Task directions: Rewrite the entries below as a numbered list with no blank lines, and leave the pictures out.

>> Begin

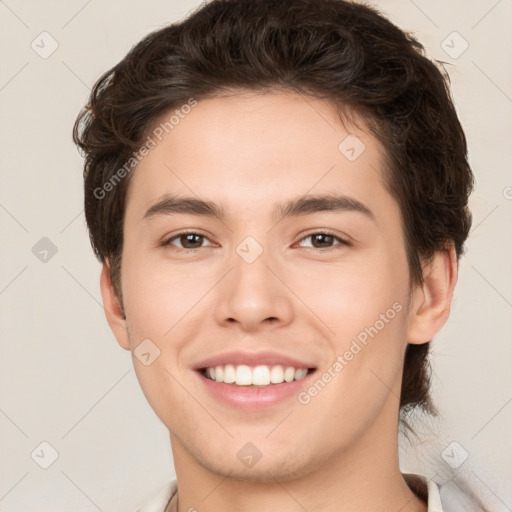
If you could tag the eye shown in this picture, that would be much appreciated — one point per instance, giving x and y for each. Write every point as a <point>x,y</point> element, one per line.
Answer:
<point>324,240</point>
<point>188,239</point>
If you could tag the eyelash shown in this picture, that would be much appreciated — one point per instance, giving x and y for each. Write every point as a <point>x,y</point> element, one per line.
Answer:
<point>342,241</point>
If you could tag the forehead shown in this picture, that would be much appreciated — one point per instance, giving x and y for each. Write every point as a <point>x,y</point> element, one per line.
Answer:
<point>252,149</point>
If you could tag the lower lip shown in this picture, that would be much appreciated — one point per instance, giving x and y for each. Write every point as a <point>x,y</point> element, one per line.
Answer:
<point>253,397</point>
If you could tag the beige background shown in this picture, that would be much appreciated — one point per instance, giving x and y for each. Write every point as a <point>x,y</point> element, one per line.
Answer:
<point>63,378</point>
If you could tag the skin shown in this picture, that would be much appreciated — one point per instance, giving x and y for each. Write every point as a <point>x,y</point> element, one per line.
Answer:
<point>246,152</point>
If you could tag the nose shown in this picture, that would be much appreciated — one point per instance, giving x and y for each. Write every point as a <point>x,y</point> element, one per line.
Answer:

>> End

Problem solution:
1. If you could tag the eye shown in this picture, that would be much appreciated — one point per instance, giving x and y for each. Write every point as a <point>x,y</point> element, one per line.
2. Answer:
3. <point>324,240</point>
4. <point>188,239</point>
5. If you could tag the eyelash shown in this picture, that would be much appreciated — one point per instance, giving x and y for each. Write every point as a <point>x,y</point> element, one per line.
6. Answer:
7. <point>342,241</point>
8. If you could tag the forehead shown in this picture, that would be much appreciated — one point per instance, giving x and y for each. Write every point as a <point>x,y</point> element, one per line.
9. Answer:
10. <point>252,149</point>
11. If you could tag the lower lip shown in this picture, that would be much appreciated — one point per instance, giving x and y for each. Write every point as a <point>x,y</point> element, one per line.
12. Answer:
13. <point>253,397</point>
14. If you could tag the beige background shown in this picture, that would be much appreciated — one point per instance, giving x and y for each. Write every point as a <point>x,y</point> element, one per line.
15. Answer:
16. <point>63,378</point>
17. If you could tag the skin shown in this picture, that would be much appreciated — one point per instance, giving x and y for each. Write every point as a <point>x,y</point> element, one per line.
18. Answer:
19. <point>246,152</point>
20. If you could tag the nose shown in this picture, that would be much appreciated — one point per instance, giving x and y for each. Write every point as a <point>x,y</point> element, one per line.
21. Answer:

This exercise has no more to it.